Task brief
From the rows below, pull out every line that contains the word "woman", and copy each one unchanged.

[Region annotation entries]
>>>>>

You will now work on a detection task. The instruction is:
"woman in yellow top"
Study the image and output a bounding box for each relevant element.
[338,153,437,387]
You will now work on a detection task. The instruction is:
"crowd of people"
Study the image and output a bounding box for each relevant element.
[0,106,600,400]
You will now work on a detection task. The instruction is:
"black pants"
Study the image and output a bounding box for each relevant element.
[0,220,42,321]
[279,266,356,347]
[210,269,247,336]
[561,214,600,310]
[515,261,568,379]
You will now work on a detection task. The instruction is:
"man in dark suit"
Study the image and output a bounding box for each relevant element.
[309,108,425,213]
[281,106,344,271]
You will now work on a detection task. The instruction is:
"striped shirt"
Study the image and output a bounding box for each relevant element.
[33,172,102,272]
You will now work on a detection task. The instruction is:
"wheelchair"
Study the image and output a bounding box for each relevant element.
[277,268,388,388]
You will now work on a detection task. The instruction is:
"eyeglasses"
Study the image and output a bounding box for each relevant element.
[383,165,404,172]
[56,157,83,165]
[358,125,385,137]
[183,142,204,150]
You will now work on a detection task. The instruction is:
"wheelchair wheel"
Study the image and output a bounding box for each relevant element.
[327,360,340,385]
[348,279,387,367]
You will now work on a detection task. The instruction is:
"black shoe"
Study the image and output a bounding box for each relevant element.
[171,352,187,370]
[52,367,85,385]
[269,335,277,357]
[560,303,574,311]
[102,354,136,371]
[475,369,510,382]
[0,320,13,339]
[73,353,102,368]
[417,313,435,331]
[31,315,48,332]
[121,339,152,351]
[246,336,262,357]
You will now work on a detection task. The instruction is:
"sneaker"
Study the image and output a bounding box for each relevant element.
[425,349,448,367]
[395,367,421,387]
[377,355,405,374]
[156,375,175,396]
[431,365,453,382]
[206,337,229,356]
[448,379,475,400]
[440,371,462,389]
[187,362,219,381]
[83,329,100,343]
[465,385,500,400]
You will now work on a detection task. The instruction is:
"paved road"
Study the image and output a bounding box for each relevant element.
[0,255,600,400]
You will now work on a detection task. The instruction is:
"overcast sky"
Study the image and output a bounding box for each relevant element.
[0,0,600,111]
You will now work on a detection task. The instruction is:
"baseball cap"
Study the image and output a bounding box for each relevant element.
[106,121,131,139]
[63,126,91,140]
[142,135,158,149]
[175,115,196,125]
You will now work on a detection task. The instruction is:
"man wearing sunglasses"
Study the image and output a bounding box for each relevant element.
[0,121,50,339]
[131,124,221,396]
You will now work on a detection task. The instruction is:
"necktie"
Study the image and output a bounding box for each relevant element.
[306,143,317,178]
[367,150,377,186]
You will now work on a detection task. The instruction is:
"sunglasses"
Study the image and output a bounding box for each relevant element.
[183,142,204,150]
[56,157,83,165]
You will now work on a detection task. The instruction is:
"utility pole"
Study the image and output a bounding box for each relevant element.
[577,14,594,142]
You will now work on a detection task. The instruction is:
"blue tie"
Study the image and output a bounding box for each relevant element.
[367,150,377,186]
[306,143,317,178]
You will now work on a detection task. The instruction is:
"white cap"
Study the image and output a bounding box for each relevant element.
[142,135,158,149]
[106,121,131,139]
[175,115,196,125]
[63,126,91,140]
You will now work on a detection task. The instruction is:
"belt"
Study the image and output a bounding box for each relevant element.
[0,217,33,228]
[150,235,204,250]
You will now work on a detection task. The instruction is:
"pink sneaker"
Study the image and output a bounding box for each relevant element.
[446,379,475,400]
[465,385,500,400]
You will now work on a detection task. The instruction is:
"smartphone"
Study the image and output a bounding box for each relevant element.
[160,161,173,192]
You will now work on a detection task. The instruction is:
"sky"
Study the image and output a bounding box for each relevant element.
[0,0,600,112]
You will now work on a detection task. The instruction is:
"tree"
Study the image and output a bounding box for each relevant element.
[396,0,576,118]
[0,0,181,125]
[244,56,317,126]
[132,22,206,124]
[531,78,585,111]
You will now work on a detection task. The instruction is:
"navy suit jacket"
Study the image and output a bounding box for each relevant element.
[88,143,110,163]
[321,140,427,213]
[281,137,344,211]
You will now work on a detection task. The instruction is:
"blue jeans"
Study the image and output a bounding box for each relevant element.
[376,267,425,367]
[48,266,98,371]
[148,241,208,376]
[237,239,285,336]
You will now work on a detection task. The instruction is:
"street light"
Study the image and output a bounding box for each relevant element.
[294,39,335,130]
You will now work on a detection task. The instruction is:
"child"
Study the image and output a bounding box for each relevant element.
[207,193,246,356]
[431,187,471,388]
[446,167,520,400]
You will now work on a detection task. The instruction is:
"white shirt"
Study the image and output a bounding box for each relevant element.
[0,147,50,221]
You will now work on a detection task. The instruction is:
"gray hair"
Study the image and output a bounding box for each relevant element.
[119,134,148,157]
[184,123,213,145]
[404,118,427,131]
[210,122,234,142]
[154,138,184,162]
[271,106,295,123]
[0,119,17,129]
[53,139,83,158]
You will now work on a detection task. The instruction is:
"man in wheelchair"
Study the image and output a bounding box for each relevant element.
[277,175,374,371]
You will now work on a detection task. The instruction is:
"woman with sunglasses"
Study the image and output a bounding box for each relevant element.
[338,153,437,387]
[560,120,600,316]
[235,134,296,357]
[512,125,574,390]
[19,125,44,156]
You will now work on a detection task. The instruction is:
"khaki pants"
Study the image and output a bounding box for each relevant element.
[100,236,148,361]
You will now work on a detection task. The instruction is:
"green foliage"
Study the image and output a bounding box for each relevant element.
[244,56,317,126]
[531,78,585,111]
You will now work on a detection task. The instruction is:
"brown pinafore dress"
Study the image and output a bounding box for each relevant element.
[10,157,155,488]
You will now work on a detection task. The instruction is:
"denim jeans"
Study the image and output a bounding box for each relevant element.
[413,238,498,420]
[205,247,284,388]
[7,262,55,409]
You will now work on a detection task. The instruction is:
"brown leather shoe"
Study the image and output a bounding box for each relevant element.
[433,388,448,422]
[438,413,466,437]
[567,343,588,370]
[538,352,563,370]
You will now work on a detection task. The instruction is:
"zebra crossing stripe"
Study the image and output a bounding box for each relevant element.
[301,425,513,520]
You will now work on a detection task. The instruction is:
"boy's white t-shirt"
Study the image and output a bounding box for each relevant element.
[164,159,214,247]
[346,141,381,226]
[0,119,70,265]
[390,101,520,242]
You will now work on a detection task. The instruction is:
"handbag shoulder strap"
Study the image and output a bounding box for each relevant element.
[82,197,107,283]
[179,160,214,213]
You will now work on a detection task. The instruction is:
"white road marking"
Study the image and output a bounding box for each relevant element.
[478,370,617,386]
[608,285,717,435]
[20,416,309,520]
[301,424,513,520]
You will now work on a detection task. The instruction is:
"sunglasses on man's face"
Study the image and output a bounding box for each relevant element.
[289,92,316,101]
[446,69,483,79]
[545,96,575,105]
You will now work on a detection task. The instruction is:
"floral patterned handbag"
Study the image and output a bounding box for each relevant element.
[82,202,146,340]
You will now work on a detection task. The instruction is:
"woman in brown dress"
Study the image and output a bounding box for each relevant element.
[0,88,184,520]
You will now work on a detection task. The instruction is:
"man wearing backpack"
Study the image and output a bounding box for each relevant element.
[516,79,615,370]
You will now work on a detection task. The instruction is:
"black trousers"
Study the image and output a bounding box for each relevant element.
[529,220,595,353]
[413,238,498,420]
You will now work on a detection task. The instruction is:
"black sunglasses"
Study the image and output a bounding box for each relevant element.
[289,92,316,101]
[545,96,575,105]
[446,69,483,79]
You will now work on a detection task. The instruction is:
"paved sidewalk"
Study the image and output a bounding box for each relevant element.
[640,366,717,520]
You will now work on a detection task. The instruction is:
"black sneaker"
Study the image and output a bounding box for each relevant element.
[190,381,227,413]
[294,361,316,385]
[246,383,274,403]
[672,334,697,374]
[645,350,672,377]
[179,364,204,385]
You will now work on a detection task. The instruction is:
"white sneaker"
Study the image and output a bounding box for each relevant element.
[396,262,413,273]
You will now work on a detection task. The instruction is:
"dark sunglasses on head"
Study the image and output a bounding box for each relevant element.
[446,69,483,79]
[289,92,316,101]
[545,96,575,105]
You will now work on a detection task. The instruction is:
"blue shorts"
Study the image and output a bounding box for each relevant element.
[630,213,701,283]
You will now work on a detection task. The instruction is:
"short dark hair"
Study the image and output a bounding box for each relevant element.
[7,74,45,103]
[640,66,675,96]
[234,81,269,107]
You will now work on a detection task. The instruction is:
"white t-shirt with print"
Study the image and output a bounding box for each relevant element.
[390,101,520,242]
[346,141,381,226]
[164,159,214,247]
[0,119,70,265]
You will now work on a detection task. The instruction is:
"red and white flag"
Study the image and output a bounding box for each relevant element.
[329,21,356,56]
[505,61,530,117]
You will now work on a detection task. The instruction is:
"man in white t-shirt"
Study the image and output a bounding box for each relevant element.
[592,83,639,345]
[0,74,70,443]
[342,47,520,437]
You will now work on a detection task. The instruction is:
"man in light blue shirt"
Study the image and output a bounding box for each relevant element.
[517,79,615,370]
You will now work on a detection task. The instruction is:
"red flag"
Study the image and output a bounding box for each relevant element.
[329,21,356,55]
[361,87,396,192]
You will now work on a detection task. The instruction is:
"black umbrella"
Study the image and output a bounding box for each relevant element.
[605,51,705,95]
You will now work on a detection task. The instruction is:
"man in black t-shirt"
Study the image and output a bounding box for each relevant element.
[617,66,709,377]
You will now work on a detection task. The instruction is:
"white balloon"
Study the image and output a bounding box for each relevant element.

<<<<<

Task answer
"woman in yellow top"
"woman with sunglasses"
"woman in brown dress"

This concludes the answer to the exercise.